Extract every line of the records below that contains the string "sconce". Letter case matters.

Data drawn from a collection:
════════════════
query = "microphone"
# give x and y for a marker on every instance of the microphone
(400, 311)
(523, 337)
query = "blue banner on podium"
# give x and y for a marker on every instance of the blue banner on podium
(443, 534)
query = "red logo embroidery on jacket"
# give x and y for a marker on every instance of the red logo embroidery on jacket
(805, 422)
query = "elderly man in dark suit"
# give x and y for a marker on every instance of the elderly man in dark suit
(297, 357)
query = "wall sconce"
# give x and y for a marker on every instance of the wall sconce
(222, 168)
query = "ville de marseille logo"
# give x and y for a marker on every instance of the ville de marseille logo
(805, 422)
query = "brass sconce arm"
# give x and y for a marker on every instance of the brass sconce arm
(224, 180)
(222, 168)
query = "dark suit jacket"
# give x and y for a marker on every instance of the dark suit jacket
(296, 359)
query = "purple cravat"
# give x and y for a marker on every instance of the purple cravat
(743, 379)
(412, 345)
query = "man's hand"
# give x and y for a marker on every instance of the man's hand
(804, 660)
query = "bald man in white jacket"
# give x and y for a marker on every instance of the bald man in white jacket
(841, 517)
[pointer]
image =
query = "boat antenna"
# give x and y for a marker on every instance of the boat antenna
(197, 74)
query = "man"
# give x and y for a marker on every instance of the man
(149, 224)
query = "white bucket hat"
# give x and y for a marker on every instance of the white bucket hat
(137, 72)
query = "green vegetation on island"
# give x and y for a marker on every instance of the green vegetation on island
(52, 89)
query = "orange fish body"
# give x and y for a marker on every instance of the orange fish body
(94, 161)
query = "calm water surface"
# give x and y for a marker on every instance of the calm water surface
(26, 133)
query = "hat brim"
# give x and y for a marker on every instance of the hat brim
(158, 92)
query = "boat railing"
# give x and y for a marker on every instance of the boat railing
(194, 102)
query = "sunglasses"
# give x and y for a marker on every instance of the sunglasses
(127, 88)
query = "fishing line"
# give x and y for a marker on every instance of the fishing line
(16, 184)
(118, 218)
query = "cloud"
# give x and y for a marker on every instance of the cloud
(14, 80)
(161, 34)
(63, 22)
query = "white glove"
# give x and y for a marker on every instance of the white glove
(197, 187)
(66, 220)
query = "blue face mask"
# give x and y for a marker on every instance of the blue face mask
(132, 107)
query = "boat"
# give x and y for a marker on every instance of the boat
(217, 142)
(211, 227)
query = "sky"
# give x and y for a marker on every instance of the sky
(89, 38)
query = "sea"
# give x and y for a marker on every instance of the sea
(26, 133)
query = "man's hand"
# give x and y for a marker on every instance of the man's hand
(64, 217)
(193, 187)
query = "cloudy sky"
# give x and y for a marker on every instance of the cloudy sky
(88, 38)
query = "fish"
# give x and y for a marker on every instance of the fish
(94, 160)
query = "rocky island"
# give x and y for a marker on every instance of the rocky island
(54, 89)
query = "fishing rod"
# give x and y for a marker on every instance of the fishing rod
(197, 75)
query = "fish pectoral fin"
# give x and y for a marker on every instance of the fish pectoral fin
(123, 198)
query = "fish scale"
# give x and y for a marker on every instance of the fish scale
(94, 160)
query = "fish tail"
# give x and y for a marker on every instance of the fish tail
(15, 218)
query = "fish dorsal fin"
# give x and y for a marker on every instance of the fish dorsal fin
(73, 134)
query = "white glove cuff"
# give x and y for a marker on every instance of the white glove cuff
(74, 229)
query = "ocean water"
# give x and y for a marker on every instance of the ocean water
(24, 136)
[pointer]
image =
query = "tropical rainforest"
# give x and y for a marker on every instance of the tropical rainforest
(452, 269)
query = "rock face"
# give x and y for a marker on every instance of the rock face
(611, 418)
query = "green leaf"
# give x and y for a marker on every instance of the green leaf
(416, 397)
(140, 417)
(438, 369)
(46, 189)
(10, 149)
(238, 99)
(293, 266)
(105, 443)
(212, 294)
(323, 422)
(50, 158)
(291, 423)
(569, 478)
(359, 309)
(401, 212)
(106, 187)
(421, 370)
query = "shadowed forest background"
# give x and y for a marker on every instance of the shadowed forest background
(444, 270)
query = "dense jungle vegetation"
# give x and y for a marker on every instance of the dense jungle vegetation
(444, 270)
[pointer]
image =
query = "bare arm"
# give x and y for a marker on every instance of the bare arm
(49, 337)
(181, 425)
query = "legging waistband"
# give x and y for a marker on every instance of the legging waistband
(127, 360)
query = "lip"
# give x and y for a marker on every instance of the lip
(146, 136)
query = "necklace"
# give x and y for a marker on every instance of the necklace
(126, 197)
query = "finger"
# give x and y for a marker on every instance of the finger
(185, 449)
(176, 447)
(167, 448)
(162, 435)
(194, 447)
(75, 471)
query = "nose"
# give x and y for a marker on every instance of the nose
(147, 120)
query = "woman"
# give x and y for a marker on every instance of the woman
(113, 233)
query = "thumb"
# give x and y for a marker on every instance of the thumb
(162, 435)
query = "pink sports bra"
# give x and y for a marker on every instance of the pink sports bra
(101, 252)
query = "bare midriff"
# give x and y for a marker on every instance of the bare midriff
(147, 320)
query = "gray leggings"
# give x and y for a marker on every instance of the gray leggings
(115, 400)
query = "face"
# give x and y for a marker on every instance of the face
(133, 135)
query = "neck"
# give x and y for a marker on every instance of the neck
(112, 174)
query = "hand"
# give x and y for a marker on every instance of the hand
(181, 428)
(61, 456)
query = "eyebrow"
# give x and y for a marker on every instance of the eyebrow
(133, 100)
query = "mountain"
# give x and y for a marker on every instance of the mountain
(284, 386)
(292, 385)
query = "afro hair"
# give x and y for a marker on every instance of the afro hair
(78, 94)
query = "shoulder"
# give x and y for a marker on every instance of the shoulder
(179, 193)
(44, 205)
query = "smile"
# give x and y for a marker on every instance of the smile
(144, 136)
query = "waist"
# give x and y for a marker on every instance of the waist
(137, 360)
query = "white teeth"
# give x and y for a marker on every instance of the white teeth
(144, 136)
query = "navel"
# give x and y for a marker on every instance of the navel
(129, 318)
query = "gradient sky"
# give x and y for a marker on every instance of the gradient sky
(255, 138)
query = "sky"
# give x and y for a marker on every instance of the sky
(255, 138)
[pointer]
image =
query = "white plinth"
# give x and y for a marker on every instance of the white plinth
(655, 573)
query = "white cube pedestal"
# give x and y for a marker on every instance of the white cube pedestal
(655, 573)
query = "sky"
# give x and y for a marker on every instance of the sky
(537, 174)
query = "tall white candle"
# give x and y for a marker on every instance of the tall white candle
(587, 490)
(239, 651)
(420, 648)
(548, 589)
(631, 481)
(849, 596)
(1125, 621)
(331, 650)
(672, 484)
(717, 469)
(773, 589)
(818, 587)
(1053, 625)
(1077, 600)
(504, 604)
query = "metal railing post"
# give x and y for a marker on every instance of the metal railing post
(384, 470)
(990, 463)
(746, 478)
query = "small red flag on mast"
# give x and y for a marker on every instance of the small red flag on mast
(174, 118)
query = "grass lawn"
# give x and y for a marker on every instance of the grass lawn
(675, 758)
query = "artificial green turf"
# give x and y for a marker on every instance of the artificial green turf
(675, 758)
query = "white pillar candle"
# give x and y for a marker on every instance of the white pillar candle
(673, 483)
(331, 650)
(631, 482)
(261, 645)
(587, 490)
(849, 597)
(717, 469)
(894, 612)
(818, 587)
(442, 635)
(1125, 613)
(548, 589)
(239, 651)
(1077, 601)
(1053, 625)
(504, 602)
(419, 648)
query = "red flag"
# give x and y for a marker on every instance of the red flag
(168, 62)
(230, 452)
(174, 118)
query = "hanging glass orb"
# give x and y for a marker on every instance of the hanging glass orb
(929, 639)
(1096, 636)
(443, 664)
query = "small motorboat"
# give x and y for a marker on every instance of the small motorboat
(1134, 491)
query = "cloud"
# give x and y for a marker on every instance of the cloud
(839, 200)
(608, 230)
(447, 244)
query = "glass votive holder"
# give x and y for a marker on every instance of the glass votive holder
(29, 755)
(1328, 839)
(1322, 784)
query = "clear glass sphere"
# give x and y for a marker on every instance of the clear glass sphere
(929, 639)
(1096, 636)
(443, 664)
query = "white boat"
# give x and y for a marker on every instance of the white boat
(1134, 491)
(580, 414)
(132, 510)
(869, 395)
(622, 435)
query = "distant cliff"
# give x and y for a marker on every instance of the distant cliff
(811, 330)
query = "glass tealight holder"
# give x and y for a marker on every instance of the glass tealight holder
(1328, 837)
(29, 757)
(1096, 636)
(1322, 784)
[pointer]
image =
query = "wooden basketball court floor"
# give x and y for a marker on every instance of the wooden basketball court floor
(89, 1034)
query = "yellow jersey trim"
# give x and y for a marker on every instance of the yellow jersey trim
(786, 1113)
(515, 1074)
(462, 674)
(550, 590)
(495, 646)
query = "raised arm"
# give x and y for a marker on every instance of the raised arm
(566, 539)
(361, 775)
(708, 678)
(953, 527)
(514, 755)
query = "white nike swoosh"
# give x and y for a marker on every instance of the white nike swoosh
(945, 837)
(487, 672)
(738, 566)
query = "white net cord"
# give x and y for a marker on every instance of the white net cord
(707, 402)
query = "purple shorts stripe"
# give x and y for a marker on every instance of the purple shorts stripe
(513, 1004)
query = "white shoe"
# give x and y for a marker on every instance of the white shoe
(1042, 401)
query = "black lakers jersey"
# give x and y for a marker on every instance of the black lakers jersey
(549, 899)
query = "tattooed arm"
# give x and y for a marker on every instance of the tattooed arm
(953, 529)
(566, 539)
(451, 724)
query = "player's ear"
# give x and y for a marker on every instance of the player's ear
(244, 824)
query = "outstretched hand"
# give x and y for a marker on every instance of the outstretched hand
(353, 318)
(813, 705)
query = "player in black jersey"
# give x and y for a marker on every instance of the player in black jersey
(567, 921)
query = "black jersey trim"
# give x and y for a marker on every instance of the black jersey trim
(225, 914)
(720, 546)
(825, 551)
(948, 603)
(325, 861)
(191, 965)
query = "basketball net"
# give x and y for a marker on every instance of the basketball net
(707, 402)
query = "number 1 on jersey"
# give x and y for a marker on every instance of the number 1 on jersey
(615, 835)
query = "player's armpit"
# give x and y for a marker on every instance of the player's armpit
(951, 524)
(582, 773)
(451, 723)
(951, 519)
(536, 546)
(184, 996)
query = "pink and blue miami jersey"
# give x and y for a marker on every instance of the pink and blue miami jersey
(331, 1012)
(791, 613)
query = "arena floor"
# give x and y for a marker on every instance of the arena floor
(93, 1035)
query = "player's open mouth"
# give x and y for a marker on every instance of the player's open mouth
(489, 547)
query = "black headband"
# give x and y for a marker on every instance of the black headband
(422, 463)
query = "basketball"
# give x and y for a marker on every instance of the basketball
════════════════
- Output below:
query = "wall sconce"
# give x and y for a marker on every instance of the wall sconce
query = "brass sconce arm"
# give x and y for a marker on every instance of the brass sconce arm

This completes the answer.